Actions to take
[a] Answer these from the figure legends on erect wing, one line each:
(i) What rearing schedule supplied the early functions in neuronal differentiation?
(ii) What length does the scale bar in (b) represent?
(iii) What share of the genes down-regulated in ewg^l1 mutants is expressed in the nervous system?
[b] Using the figure legends on erect wing, decide whether each statement agrees with the text. Answer yes or no, and quote the words that decide it.
(i) The elav-EWG transgene only partly rescues viability of the temperature sensitive elav allele.
(ii) In the analysis of genes differentially regulated in ewg^l1 mutants, type 1b boutons were counted at muscle 13.
(iii) Most genes up-regulated in ewg^l1 mutants are expressed in the nervous system.
[c] Carry on the figure legends on erect wing from the point where they stop.

Erect wing rescues viability and synaptic growth defects of elav mutants. (a) Rescue of viability of elav mutants by ewg transgenes. An elav-EWG transgene fully rescues viability of a temperature sensitive elav allele (elav^ts1transheterozygous for the elav^e5, a null allele); when early functions in neuronal differentiation are provided by rearing flies at the permissive temperature (three days at 18°C and then at 25°C, n = 250-350 animals per genotype). (b-f) Rescue of synaptic growth defects of elav mutants by EWG. Synaptic growth in elav^ts1/elav^e5mutants (c,f) is significantly reduced (p ≤ 0.0001) when reared at the restrictive temperature during larval life compared to wild type (b,f) and is rescued by elav-EWG (d,f) and elav-ELAV (e,f). Bouton numbers (type 1b at muscle 13) in (f) are shown as means with standard errors (n = 21-35). Statistical significance of differences from comparisons with wild type is shown on top of bars (***p < 0.0001, n.s. for non significant). Other relevant comparisons are marked by horizontal bars with the statistical significance indicated on the side. The scale bar in (b) is 20 μm.

Analysis of synaptic growth in mutants of genes differentially regulated in ewg^l1mutants. (a,b) Quantification of synaptic growth in mutants of genes differentially regulated in ewg^l1mutants. Type 1b boutons at muscle 13 were quantified and are shown as means with standard error (n = 18-22) in transheterozygotes for either a chromosomal deficiency or a second allele from mutants of genes down-regulated (a) or up-regulated (b) in ewg^l1mutants that were significantly different (^ap ≤ 0.0001, ^bp ≤ 0.001, ^cp ≤ 0.05) compared to controls (y w and y w transheterozygous for the corresponding chromosomal deficiency) except for genes involved in basal metabolism. Detailed genotypes with corresponding bouton numbers are listed in Table S2 in Additional data file 1. Genes are clustered according to their function with the color codes used in Figure 4. Note that genes down-regulated in ewg^l1mutants are highly enriched for expression in the nervous system (90%) while only a minor portion of genes up-regulated in ewg^l1mutants is expressed in the nervous system (36%). (c) Summary of mutants in genes differentially regulated in ewg^l1mutants with synaptic growth defects and model of EWG regulation of these genes and their roles in synaptic growth regulation. CNS, central nervous system; PNS, peripheral nervous system.

Supplied records
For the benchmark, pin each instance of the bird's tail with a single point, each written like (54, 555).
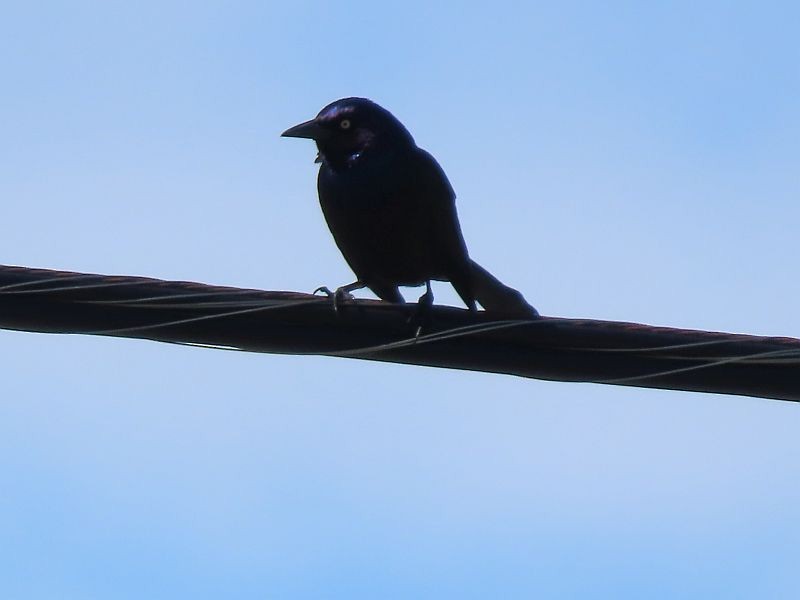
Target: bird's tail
(494, 296)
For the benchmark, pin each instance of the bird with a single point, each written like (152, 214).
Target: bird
(392, 212)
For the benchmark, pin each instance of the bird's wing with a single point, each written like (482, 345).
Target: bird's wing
(438, 206)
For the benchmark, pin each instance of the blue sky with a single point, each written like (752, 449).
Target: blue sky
(615, 160)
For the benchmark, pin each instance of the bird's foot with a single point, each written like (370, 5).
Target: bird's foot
(339, 297)
(421, 319)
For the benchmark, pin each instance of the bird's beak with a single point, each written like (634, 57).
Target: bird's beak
(310, 130)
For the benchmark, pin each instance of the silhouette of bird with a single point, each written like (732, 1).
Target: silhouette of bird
(392, 211)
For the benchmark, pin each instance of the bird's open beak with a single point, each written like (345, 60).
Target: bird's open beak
(310, 130)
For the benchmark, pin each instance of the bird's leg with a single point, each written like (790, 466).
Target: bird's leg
(422, 315)
(341, 294)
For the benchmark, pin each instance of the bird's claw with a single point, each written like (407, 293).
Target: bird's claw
(338, 297)
(422, 316)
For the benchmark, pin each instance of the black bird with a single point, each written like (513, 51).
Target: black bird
(392, 211)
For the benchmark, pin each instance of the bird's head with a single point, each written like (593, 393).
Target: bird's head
(350, 128)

Results
[a]
(i) Three days at 18°C and then at 25°C.
(ii) 20 μm.
(iii) 90%.

[b]
(i) No: "An elav-EWG transgene fully rescues viability of a temperature sensitive elav allele"
(ii) Yes: "Type 1b boutons at muscle 13 were quantified"
(iii) No: "only a minor portion of genes up-regulated in ewg^l1mutants is expressed in the nervous system (36%)"

[c]
erect wing integrates cellular signaling to regulate synaptic growth. (a-d) Genetic interaction of ewg with known signaling pathways in synaptic growth regulation. Synaptic growth was analyzed at third instar NMJs by quantifying type 1b boutons at muscle 13 of ewg^l1eFeG clones (white bars and '-' at the bottom of the column) or of ewg^l1eFeG clones in the presence of an ewg wild-type copy (grey bars and '+' at the bottom of the column) in combination with either transgenes for UAS constructs or transheterozygous combinations of mutant alleles (wit^A12/wit^B11) as described for Figure 1. Wild type (bar 1), ewg loss of function (LOF, bar 2) and ewg gain of function (GOF, black bars, bar 3) were compared to LOF and GOF mutants in Notch (a), Wingless (b), AP-1 (c) and TGF-β/BMP (d) pathways. Overexpression of N is shown in the presence of both ewg copies ('++' at the bottom of the column), as one ewg copy in the presence of excess N does not result in a significant increase of bouton numbers compared to wild type. For both N and tkvA, two copies of UAS transgenes were used; a single copy did not significantly alter bouton numbers. Shown are means of bouton numbers with standard errors (n = 11-23, numbers at the bottom of bars). Bars are numbered below the x-axis. Statistical significance of differences from comparisons with wild type is shown on top of bars (***p < 0.0001, ** p < 0.005, n.s. for non significant). Other relevant comparisons are marked by horizontal bars with the statistical significance indicated on the side.